» **Task description**: The line containing "Expected: for every instance of the oven door handle, one" opens the span to copy, and the last line of the records below closes it. Write out that span exactly.

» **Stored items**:
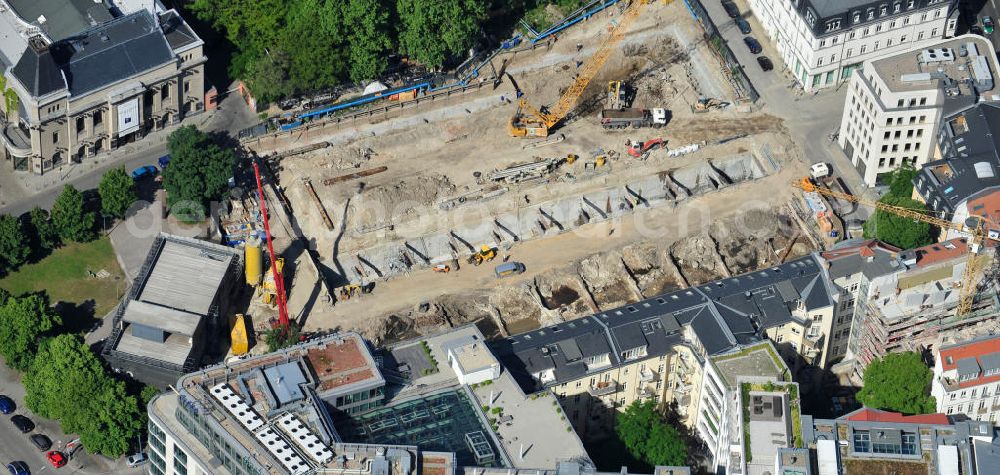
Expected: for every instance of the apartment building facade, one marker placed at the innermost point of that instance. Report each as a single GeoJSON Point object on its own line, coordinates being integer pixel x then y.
{"type": "Point", "coordinates": [658, 348]}
{"type": "Point", "coordinates": [823, 42]}
{"type": "Point", "coordinates": [78, 89]}
{"type": "Point", "coordinates": [874, 441]}
{"type": "Point", "coordinates": [967, 379]}
{"type": "Point", "coordinates": [914, 306]}
{"type": "Point", "coordinates": [895, 103]}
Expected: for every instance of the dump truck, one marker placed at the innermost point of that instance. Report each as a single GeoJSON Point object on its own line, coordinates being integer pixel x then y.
{"type": "Point", "coordinates": [624, 118]}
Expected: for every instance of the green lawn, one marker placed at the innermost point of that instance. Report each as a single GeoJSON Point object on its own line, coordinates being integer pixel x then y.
{"type": "Point", "coordinates": [64, 275]}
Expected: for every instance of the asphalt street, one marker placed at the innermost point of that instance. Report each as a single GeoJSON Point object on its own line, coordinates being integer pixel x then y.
{"type": "Point", "coordinates": [15, 446]}
{"type": "Point", "coordinates": [811, 118]}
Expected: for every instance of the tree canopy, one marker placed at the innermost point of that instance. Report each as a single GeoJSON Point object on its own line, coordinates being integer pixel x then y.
{"type": "Point", "coordinates": [430, 30]}
{"type": "Point", "coordinates": [15, 247]}
{"type": "Point", "coordinates": [67, 382]}
{"type": "Point", "coordinates": [648, 437]}
{"type": "Point", "coordinates": [897, 230]}
{"type": "Point", "coordinates": [898, 382]}
{"type": "Point", "coordinates": [117, 191]}
{"type": "Point", "coordinates": [892, 228]}
{"type": "Point", "coordinates": [70, 217]}
{"type": "Point", "coordinates": [23, 320]}
{"type": "Point", "coordinates": [199, 172]}
{"type": "Point", "coordinates": [288, 46]}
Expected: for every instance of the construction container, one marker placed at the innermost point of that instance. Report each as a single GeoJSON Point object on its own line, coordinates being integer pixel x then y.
{"type": "Point", "coordinates": [252, 259]}
{"type": "Point", "coordinates": [239, 337]}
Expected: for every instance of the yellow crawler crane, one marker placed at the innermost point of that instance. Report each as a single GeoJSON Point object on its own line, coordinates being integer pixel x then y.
{"type": "Point", "coordinates": [528, 121]}
{"type": "Point", "coordinates": [975, 227]}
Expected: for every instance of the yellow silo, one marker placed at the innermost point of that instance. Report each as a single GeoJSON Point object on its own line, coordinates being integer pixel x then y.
{"type": "Point", "coordinates": [252, 259]}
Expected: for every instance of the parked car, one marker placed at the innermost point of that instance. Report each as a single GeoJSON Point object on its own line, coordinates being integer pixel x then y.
{"type": "Point", "coordinates": [143, 171]}
{"type": "Point", "coordinates": [765, 63]}
{"type": "Point", "coordinates": [22, 423]}
{"type": "Point", "coordinates": [41, 441]}
{"type": "Point", "coordinates": [743, 25]}
{"type": "Point", "coordinates": [135, 460]}
{"type": "Point", "coordinates": [731, 9]}
{"type": "Point", "coordinates": [56, 458]}
{"type": "Point", "coordinates": [7, 405]}
{"type": "Point", "coordinates": [508, 268]}
{"type": "Point", "coordinates": [18, 468]}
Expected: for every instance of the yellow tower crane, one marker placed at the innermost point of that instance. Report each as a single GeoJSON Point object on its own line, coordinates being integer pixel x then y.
{"type": "Point", "coordinates": [528, 121]}
{"type": "Point", "coordinates": [975, 227]}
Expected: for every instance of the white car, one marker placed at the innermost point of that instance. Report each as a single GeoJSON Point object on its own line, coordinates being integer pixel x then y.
{"type": "Point", "coordinates": [819, 170]}
{"type": "Point", "coordinates": [135, 460]}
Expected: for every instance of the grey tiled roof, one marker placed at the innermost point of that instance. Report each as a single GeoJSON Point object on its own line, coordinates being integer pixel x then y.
{"type": "Point", "coordinates": [968, 366]}
{"type": "Point", "coordinates": [114, 51]}
{"type": "Point", "coordinates": [723, 315]}
{"type": "Point", "coordinates": [979, 144]}
{"type": "Point", "coordinates": [38, 73]}
{"type": "Point", "coordinates": [990, 361]}
{"type": "Point", "coordinates": [178, 33]}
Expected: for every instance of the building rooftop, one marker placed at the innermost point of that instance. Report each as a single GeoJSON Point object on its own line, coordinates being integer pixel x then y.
{"type": "Point", "coordinates": [61, 19]}
{"type": "Point", "coordinates": [722, 315]}
{"type": "Point", "coordinates": [960, 67]}
{"type": "Point", "coordinates": [343, 364]}
{"type": "Point", "coordinates": [179, 35]}
{"type": "Point", "coordinates": [970, 168]}
{"type": "Point", "coordinates": [162, 316]}
{"type": "Point", "coordinates": [870, 257]}
{"type": "Point", "coordinates": [758, 361]}
{"type": "Point", "coordinates": [97, 57]}
{"type": "Point", "coordinates": [971, 363]}
{"type": "Point", "coordinates": [471, 353]}
{"type": "Point", "coordinates": [769, 430]}
{"type": "Point", "coordinates": [928, 279]}
{"type": "Point", "coordinates": [186, 274]}
{"type": "Point", "coordinates": [866, 414]}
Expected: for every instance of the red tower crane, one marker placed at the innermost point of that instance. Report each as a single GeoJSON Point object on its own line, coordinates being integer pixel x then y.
{"type": "Point", "coordinates": [279, 281]}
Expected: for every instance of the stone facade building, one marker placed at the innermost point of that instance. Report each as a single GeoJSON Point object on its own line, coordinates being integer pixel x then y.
{"type": "Point", "coordinates": [80, 81]}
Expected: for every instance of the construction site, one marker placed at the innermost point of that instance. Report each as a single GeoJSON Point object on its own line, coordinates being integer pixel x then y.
{"type": "Point", "coordinates": [660, 175]}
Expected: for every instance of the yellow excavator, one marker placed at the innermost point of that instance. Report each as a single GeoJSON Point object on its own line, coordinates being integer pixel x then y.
{"type": "Point", "coordinates": [485, 254]}
{"type": "Point", "coordinates": [528, 121]}
{"type": "Point", "coordinates": [976, 227]}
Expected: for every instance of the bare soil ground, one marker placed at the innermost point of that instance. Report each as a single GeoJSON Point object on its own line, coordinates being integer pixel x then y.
{"type": "Point", "coordinates": [433, 154]}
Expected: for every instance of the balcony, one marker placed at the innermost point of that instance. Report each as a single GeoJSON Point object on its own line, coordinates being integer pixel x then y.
{"type": "Point", "coordinates": [17, 140]}
{"type": "Point", "coordinates": [647, 375]}
{"type": "Point", "coordinates": [603, 388]}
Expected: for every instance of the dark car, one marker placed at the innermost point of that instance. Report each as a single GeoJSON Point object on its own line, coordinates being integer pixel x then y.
{"type": "Point", "coordinates": [143, 171]}
{"type": "Point", "coordinates": [56, 458]}
{"type": "Point", "coordinates": [765, 63]}
{"type": "Point", "coordinates": [743, 25]}
{"type": "Point", "coordinates": [18, 468]}
{"type": "Point", "coordinates": [731, 9]}
{"type": "Point", "coordinates": [22, 423]}
{"type": "Point", "coordinates": [41, 441]}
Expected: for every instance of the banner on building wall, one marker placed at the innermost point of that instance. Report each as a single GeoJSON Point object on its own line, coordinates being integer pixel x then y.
{"type": "Point", "coordinates": [128, 117]}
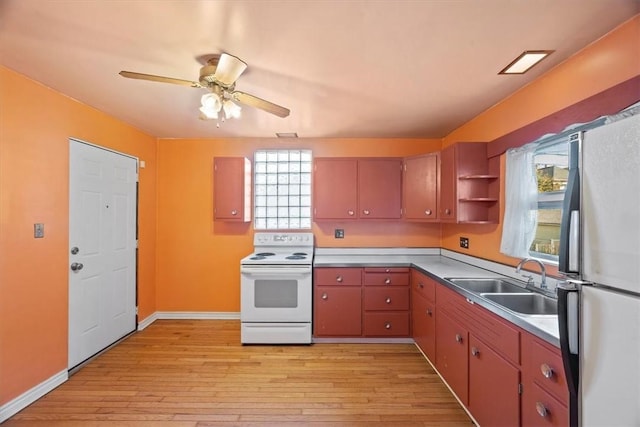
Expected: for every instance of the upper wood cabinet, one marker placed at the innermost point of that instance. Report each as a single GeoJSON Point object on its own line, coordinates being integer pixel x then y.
{"type": "Point", "coordinates": [357, 188]}
{"type": "Point", "coordinates": [232, 189]}
{"type": "Point", "coordinates": [469, 184]}
{"type": "Point", "coordinates": [420, 187]}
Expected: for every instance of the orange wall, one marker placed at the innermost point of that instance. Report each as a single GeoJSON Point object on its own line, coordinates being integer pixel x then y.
{"type": "Point", "coordinates": [607, 62]}
{"type": "Point", "coordinates": [35, 124]}
{"type": "Point", "coordinates": [199, 259]}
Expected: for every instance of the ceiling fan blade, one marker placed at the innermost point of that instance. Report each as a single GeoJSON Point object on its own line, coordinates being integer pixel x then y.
{"type": "Point", "coordinates": [161, 79]}
{"type": "Point", "coordinates": [229, 68]}
{"type": "Point", "coordinates": [254, 101]}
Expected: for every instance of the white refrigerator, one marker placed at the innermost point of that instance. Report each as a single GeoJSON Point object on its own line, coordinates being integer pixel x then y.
{"type": "Point", "coordinates": [599, 305]}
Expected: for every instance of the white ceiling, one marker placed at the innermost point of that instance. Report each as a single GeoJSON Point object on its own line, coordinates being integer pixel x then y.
{"type": "Point", "coordinates": [345, 68]}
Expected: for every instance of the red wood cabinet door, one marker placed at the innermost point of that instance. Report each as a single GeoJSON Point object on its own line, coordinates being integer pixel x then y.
{"type": "Point", "coordinates": [337, 311]}
{"type": "Point", "coordinates": [424, 325]}
{"type": "Point", "coordinates": [448, 185]}
{"type": "Point", "coordinates": [335, 188]}
{"type": "Point", "coordinates": [379, 188]}
{"type": "Point", "coordinates": [451, 354]}
{"type": "Point", "coordinates": [420, 187]}
{"type": "Point", "coordinates": [494, 398]}
{"type": "Point", "coordinates": [232, 188]}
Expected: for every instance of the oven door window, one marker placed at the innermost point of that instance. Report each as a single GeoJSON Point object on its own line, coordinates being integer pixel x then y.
{"type": "Point", "coordinates": [275, 293]}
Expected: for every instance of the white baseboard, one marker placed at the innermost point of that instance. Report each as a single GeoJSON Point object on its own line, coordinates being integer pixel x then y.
{"type": "Point", "coordinates": [188, 315]}
{"type": "Point", "coordinates": [14, 406]}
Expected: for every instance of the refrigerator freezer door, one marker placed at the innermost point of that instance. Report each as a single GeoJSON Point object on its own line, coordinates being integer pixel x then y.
{"type": "Point", "coordinates": [610, 208]}
{"type": "Point", "coordinates": [610, 359]}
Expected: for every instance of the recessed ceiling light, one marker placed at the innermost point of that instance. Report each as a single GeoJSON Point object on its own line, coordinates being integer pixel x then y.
{"type": "Point", "coordinates": [525, 61]}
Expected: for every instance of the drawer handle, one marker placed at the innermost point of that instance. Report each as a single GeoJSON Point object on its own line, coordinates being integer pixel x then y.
{"type": "Point", "coordinates": [546, 370]}
{"type": "Point", "coordinates": [542, 410]}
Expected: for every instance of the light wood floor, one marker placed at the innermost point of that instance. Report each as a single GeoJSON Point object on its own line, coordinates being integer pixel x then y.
{"type": "Point", "coordinates": [196, 373]}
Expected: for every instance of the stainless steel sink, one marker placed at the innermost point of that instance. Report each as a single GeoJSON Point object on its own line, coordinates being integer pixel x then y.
{"type": "Point", "coordinates": [491, 285]}
{"type": "Point", "coordinates": [528, 304]}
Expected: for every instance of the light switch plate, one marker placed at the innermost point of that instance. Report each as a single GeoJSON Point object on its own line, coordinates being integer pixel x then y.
{"type": "Point", "coordinates": [38, 230]}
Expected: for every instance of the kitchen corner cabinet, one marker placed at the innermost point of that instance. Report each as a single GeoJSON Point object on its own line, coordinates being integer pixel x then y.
{"type": "Point", "coordinates": [420, 187]}
{"type": "Point", "coordinates": [477, 351]}
{"type": "Point", "coordinates": [232, 189]}
{"type": "Point", "coordinates": [423, 313]}
{"type": "Point", "coordinates": [357, 188]}
{"type": "Point", "coordinates": [469, 185]}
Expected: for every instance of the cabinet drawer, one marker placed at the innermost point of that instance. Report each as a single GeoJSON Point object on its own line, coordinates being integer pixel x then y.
{"type": "Point", "coordinates": [386, 279]}
{"type": "Point", "coordinates": [387, 298]}
{"type": "Point", "coordinates": [542, 409]}
{"type": "Point", "coordinates": [423, 285]}
{"type": "Point", "coordinates": [386, 324]}
{"type": "Point", "coordinates": [547, 370]}
{"type": "Point", "coordinates": [337, 276]}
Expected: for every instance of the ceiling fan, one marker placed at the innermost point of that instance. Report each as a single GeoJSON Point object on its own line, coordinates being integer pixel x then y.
{"type": "Point", "coordinates": [219, 77]}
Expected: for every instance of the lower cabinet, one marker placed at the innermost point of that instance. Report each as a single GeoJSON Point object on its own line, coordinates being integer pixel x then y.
{"type": "Point", "coordinates": [367, 302]}
{"type": "Point", "coordinates": [494, 398]}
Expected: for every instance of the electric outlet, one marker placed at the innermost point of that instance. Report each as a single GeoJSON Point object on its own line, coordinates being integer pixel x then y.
{"type": "Point", "coordinates": [38, 230]}
{"type": "Point", "coordinates": [464, 242]}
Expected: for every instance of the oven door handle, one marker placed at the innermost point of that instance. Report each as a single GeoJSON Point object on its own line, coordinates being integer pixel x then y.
{"type": "Point", "coordinates": [275, 271]}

» **Solution below**:
Expected: for every instance of the oven door handle, one marker placed at the innermost point of that instance. Report each as a single GeoJSON Point object on its own line, coordinates being integer pixel x then y.
{"type": "Point", "coordinates": [275, 271]}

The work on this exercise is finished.